> _Objective_
Can you gather every line below that contains the string "stupa" and copy each one in full? Case counts, so only lines whose capitalization matches should be included.
═══ Data for processing
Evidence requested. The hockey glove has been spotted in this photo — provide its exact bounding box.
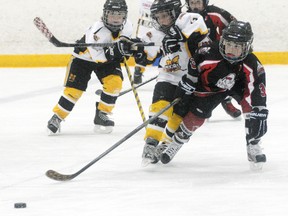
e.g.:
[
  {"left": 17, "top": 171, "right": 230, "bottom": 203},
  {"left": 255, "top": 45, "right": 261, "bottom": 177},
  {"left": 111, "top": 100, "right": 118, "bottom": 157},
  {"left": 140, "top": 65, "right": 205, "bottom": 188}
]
[
  {"left": 246, "top": 108, "right": 268, "bottom": 141},
  {"left": 115, "top": 36, "right": 134, "bottom": 56},
  {"left": 162, "top": 26, "right": 185, "bottom": 54},
  {"left": 174, "top": 75, "right": 195, "bottom": 99},
  {"left": 104, "top": 36, "right": 133, "bottom": 61}
]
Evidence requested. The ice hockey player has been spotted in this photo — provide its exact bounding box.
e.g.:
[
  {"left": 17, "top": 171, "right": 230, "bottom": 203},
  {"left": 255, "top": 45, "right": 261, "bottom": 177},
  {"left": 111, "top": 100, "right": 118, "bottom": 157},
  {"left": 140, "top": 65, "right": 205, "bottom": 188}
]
[
  {"left": 186, "top": 0, "right": 241, "bottom": 119},
  {"left": 135, "top": 0, "right": 208, "bottom": 165},
  {"left": 47, "top": 0, "right": 133, "bottom": 134},
  {"left": 133, "top": 0, "right": 153, "bottom": 84},
  {"left": 160, "top": 21, "right": 268, "bottom": 169}
]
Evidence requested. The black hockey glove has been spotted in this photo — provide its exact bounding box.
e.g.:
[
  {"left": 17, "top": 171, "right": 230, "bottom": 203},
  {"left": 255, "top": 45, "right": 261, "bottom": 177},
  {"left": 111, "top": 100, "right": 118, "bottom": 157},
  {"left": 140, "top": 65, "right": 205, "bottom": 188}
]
[
  {"left": 162, "top": 26, "right": 185, "bottom": 54},
  {"left": 114, "top": 36, "right": 134, "bottom": 56},
  {"left": 104, "top": 36, "right": 134, "bottom": 61},
  {"left": 174, "top": 75, "right": 195, "bottom": 99},
  {"left": 246, "top": 108, "right": 268, "bottom": 141}
]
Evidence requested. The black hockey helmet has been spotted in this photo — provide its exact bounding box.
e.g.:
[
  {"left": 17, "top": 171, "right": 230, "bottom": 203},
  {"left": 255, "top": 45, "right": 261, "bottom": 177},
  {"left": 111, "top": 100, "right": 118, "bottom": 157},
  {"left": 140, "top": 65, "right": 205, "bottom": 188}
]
[
  {"left": 185, "top": 0, "right": 209, "bottom": 13},
  {"left": 102, "top": 0, "right": 128, "bottom": 32},
  {"left": 150, "top": 0, "right": 181, "bottom": 33},
  {"left": 219, "top": 20, "right": 253, "bottom": 63}
]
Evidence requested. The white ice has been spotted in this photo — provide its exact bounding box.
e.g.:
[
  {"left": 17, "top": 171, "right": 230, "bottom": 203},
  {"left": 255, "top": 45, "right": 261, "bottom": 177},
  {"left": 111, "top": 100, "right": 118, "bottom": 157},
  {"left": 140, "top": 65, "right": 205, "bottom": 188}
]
[{"left": 0, "top": 65, "right": 288, "bottom": 216}]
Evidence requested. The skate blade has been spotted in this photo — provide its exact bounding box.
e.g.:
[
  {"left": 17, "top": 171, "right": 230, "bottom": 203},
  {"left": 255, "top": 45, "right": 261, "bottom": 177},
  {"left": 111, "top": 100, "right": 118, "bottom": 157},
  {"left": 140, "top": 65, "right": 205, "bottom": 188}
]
[
  {"left": 141, "top": 158, "right": 153, "bottom": 167},
  {"left": 94, "top": 125, "right": 113, "bottom": 134},
  {"left": 46, "top": 128, "right": 61, "bottom": 136},
  {"left": 249, "top": 162, "right": 264, "bottom": 172}
]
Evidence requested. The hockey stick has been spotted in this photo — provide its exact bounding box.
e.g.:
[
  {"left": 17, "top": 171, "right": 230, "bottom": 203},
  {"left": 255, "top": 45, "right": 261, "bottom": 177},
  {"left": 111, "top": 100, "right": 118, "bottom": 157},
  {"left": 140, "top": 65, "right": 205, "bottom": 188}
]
[
  {"left": 123, "top": 56, "right": 146, "bottom": 122},
  {"left": 95, "top": 75, "right": 158, "bottom": 97},
  {"left": 46, "top": 98, "right": 181, "bottom": 181},
  {"left": 33, "top": 17, "right": 156, "bottom": 47}
]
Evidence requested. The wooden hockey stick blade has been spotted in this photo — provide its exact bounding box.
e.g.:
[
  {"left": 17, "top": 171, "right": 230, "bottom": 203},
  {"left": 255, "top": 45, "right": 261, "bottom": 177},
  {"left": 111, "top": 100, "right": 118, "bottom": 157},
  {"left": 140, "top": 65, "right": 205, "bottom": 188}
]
[
  {"left": 46, "top": 170, "right": 76, "bottom": 181},
  {"left": 46, "top": 98, "right": 181, "bottom": 181}
]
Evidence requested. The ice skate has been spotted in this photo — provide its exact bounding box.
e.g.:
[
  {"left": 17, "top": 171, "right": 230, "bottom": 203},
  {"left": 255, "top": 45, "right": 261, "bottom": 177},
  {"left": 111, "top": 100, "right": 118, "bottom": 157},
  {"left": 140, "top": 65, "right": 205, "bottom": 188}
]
[
  {"left": 47, "top": 114, "right": 62, "bottom": 136},
  {"left": 247, "top": 144, "right": 266, "bottom": 170},
  {"left": 94, "top": 105, "right": 115, "bottom": 134},
  {"left": 142, "top": 137, "right": 159, "bottom": 167},
  {"left": 160, "top": 141, "right": 183, "bottom": 164},
  {"left": 133, "top": 67, "right": 142, "bottom": 85},
  {"left": 221, "top": 98, "right": 241, "bottom": 120}
]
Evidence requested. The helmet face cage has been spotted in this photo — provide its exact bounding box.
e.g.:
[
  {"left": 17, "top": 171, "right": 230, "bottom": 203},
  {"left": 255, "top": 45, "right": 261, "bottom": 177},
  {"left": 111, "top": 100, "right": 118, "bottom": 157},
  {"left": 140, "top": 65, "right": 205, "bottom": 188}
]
[
  {"left": 150, "top": 0, "right": 181, "bottom": 33},
  {"left": 219, "top": 21, "right": 253, "bottom": 64},
  {"left": 102, "top": 0, "right": 128, "bottom": 32},
  {"left": 185, "top": 0, "right": 209, "bottom": 13}
]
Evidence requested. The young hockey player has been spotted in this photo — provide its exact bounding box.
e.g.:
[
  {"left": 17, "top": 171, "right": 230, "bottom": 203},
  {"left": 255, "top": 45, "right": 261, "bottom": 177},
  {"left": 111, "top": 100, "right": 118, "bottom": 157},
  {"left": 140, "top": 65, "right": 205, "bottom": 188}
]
[
  {"left": 160, "top": 21, "right": 268, "bottom": 168},
  {"left": 47, "top": 0, "right": 133, "bottom": 134},
  {"left": 186, "top": 0, "right": 241, "bottom": 118},
  {"left": 133, "top": 0, "right": 153, "bottom": 84},
  {"left": 135, "top": 0, "right": 208, "bottom": 165}
]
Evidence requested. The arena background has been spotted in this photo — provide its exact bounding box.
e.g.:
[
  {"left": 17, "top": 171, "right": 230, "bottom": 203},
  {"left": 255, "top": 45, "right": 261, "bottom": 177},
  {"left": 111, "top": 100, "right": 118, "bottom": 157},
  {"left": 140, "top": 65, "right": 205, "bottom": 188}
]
[{"left": 0, "top": 0, "right": 288, "bottom": 67}]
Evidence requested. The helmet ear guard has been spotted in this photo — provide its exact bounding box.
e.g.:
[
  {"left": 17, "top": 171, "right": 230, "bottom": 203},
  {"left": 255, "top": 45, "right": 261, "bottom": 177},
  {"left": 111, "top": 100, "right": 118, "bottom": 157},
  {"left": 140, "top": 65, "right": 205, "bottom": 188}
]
[
  {"left": 185, "top": 0, "right": 209, "bottom": 13},
  {"left": 219, "top": 20, "right": 253, "bottom": 64},
  {"left": 150, "top": 0, "right": 181, "bottom": 33},
  {"left": 102, "top": 0, "right": 128, "bottom": 32}
]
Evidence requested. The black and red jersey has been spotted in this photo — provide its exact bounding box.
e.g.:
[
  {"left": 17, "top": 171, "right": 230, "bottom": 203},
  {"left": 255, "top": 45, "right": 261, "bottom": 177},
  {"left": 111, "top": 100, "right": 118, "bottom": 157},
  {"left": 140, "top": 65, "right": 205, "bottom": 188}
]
[{"left": 188, "top": 42, "right": 266, "bottom": 110}]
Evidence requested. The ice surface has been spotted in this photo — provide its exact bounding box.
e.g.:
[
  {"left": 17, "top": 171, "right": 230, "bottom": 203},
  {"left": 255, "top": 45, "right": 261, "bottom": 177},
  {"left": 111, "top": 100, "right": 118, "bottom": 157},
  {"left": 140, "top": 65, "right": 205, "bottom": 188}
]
[{"left": 0, "top": 65, "right": 288, "bottom": 216}]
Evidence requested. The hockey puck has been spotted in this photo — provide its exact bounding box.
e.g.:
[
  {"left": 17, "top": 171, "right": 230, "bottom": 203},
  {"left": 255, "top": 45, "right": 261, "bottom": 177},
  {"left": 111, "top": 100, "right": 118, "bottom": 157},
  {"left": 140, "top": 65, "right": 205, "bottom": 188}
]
[{"left": 14, "top": 203, "right": 27, "bottom": 208}]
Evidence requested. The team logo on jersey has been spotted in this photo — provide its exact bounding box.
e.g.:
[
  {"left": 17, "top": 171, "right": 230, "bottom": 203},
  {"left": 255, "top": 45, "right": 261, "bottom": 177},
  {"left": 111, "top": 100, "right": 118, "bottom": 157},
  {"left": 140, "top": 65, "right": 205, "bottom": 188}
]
[
  {"left": 146, "top": 31, "right": 153, "bottom": 39},
  {"left": 93, "top": 34, "right": 100, "bottom": 41},
  {"left": 68, "top": 74, "right": 76, "bottom": 82},
  {"left": 257, "top": 61, "right": 265, "bottom": 76},
  {"left": 165, "top": 55, "right": 181, "bottom": 72},
  {"left": 189, "top": 57, "right": 197, "bottom": 70},
  {"left": 216, "top": 73, "right": 236, "bottom": 90},
  {"left": 259, "top": 83, "right": 266, "bottom": 97}
]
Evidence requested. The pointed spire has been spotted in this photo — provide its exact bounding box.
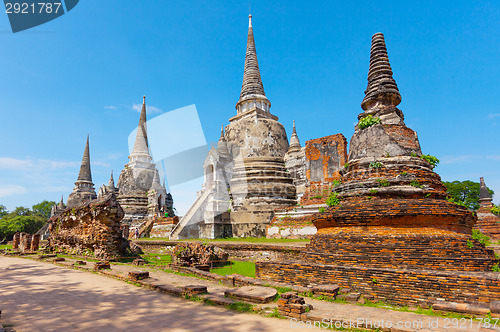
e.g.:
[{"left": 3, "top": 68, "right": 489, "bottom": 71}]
[
  {"left": 129, "top": 96, "right": 152, "bottom": 161},
  {"left": 240, "top": 15, "right": 267, "bottom": 101},
  {"left": 479, "top": 177, "right": 492, "bottom": 201},
  {"left": 288, "top": 120, "right": 301, "bottom": 153},
  {"left": 361, "top": 32, "right": 401, "bottom": 111},
  {"left": 108, "top": 170, "right": 115, "bottom": 189},
  {"left": 76, "top": 135, "right": 92, "bottom": 183}
]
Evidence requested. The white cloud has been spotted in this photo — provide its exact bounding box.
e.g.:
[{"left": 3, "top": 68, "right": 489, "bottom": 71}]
[
  {"left": 132, "top": 104, "right": 161, "bottom": 114},
  {"left": 0, "top": 184, "right": 27, "bottom": 197},
  {"left": 0, "top": 157, "right": 33, "bottom": 170}
]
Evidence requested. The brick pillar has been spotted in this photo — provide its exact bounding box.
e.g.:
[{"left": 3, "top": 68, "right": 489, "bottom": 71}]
[
  {"left": 31, "top": 234, "right": 40, "bottom": 251},
  {"left": 12, "top": 232, "right": 21, "bottom": 249}
]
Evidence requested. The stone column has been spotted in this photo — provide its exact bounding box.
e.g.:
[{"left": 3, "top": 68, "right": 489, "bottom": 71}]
[
  {"left": 12, "top": 232, "right": 21, "bottom": 249},
  {"left": 31, "top": 234, "right": 40, "bottom": 251}
]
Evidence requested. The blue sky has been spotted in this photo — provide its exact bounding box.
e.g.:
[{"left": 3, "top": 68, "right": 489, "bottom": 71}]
[{"left": 0, "top": 0, "right": 500, "bottom": 213}]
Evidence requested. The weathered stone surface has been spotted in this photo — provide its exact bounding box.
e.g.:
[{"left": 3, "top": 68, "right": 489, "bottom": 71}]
[
  {"left": 182, "top": 285, "right": 207, "bottom": 295},
  {"left": 94, "top": 261, "right": 111, "bottom": 271},
  {"left": 224, "top": 286, "right": 277, "bottom": 303},
  {"left": 49, "top": 194, "right": 127, "bottom": 259}
]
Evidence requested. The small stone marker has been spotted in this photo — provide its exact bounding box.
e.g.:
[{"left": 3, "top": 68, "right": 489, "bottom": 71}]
[
  {"left": 224, "top": 286, "right": 278, "bottom": 303},
  {"left": 128, "top": 271, "right": 149, "bottom": 281}
]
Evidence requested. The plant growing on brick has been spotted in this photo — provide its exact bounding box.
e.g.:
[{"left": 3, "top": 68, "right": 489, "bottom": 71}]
[
  {"left": 420, "top": 154, "right": 439, "bottom": 168},
  {"left": 325, "top": 193, "right": 340, "bottom": 206},
  {"left": 369, "top": 162, "right": 382, "bottom": 168},
  {"left": 358, "top": 114, "right": 380, "bottom": 129}
]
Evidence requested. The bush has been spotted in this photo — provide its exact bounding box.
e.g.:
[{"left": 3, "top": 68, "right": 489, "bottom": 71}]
[
  {"left": 358, "top": 114, "right": 380, "bottom": 129},
  {"left": 326, "top": 193, "right": 340, "bottom": 206}
]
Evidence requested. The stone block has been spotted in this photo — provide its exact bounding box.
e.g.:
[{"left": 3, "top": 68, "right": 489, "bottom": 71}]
[{"left": 128, "top": 271, "right": 149, "bottom": 281}]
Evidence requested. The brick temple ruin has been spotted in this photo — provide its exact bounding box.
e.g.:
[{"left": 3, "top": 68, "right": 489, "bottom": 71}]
[
  {"left": 50, "top": 97, "right": 177, "bottom": 236},
  {"left": 474, "top": 178, "right": 500, "bottom": 241},
  {"left": 256, "top": 33, "right": 500, "bottom": 307}
]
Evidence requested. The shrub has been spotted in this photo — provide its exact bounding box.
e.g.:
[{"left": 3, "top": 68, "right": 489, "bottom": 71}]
[
  {"left": 326, "top": 193, "right": 340, "bottom": 206},
  {"left": 377, "top": 179, "right": 391, "bottom": 187},
  {"left": 358, "top": 114, "right": 380, "bottom": 129}
]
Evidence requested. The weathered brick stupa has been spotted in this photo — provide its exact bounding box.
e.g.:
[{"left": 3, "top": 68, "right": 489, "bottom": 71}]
[
  {"left": 474, "top": 177, "right": 500, "bottom": 240},
  {"left": 66, "top": 135, "right": 97, "bottom": 207},
  {"left": 48, "top": 194, "right": 127, "bottom": 259},
  {"left": 171, "top": 15, "right": 297, "bottom": 239},
  {"left": 257, "top": 33, "right": 500, "bottom": 306}
]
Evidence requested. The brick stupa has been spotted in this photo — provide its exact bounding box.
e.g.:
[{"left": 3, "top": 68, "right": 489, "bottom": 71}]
[{"left": 305, "top": 33, "right": 495, "bottom": 271}]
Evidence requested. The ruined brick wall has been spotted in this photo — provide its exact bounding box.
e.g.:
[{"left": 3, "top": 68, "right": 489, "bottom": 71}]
[
  {"left": 49, "top": 194, "right": 124, "bottom": 258},
  {"left": 301, "top": 232, "right": 500, "bottom": 271},
  {"left": 255, "top": 262, "right": 500, "bottom": 308},
  {"left": 300, "top": 134, "right": 347, "bottom": 205}
]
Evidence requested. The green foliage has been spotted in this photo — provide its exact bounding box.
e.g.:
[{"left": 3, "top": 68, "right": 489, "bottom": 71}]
[
  {"left": 377, "top": 179, "right": 391, "bottom": 187},
  {"left": 325, "top": 193, "right": 340, "bottom": 206},
  {"left": 358, "top": 114, "right": 380, "bottom": 129},
  {"left": 443, "top": 180, "right": 494, "bottom": 210},
  {"left": 471, "top": 229, "right": 491, "bottom": 246},
  {"left": 410, "top": 180, "right": 422, "bottom": 188},
  {"left": 420, "top": 154, "right": 439, "bottom": 168},
  {"left": 227, "top": 302, "right": 253, "bottom": 312},
  {"left": 210, "top": 261, "right": 255, "bottom": 278}
]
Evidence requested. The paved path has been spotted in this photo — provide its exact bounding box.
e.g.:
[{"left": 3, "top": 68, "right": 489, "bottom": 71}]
[{"left": 0, "top": 256, "right": 290, "bottom": 332}]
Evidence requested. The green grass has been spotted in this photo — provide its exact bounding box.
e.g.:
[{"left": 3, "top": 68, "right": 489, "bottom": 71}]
[
  {"left": 137, "top": 237, "right": 311, "bottom": 243},
  {"left": 210, "top": 261, "right": 255, "bottom": 278}
]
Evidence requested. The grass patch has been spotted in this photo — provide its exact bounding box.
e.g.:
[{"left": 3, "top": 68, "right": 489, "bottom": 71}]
[
  {"left": 142, "top": 253, "right": 172, "bottom": 266},
  {"left": 210, "top": 261, "right": 255, "bottom": 278}
]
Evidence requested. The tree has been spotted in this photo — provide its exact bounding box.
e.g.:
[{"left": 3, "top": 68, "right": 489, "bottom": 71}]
[
  {"left": 443, "top": 180, "right": 494, "bottom": 210},
  {"left": 31, "top": 200, "right": 56, "bottom": 219}
]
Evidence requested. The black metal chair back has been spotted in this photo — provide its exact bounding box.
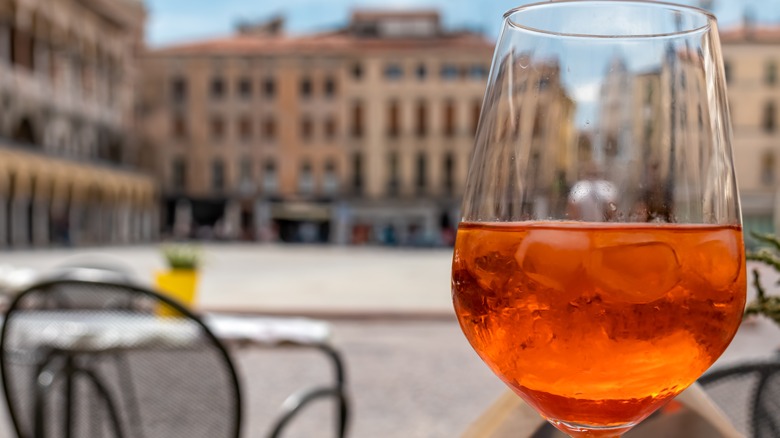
══════
> _Result of the exercise_
Evidence requested. The weathered brick stupa has been spotted in this photo — provide its exact bounding box.
Evidence requested. The brick stupa has been spotted in this photo — provide its exact bounding box.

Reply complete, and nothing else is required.